---------- Records shown ----------

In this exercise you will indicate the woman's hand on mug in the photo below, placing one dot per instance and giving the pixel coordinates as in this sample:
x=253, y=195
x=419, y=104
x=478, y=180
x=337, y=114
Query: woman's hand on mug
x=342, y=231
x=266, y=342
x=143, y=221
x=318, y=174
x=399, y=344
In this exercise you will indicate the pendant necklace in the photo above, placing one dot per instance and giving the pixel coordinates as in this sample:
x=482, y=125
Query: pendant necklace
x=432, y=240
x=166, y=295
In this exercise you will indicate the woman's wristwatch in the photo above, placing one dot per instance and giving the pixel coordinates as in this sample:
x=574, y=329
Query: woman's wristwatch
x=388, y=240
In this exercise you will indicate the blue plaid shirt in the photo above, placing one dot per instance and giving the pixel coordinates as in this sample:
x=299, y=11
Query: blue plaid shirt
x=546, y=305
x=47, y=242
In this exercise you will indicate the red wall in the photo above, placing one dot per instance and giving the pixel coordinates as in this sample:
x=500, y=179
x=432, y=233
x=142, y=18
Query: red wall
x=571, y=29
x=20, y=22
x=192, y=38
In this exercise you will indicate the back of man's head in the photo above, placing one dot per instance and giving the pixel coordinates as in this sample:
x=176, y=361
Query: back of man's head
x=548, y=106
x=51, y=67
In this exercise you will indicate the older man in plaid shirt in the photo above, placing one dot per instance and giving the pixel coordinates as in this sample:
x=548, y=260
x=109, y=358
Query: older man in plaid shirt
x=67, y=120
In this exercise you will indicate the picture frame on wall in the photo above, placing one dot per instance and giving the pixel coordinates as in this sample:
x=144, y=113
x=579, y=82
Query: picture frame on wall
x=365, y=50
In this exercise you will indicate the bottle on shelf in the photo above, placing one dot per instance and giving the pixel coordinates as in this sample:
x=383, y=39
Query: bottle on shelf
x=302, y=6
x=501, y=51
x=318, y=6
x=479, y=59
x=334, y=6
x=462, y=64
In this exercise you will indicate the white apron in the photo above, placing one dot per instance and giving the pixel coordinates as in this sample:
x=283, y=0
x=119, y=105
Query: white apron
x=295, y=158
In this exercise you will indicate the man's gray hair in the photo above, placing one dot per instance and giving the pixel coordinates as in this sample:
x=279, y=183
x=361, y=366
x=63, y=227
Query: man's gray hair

----------

**Exercise description**
Take the line in which "In this exercise you will indicate the picture" occurs and each subsequent line through the end; give these lines again without alteration.

**Answer for the task**
In this exercise you will indicate the picture frame on wall in the photo above, placing one dot per instance and giving the pixel coordinates as in this sample:
x=144, y=113
x=579, y=82
Query: picture frame on wall
x=365, y=50
In this exercise you will indicate the bottle on shelf in the photo above, placing one dot per instance and giving the pixel coordinates as in this sample:
x=383, y=39
Query: bottle on shelf
x=302, y=6
x=501, y=51
x=318, y=6
x=479, y=59
x=334, y=6
x=462, y=64
In this exercise you will indicate the white apron in the photo above, placing one dot per instance and giving the pixel coordinates as in this sample:
x=283, y=0
x=119, y=105
Query: white apron
x=295, y=158
In this exercise you will indicate the man's gray hair in the photo above, placing one dot per instance and giving the pixel coordinates as in this sample:
x=279, y=183
x=361, y=366
x=63, y=227
Query: man's gray hair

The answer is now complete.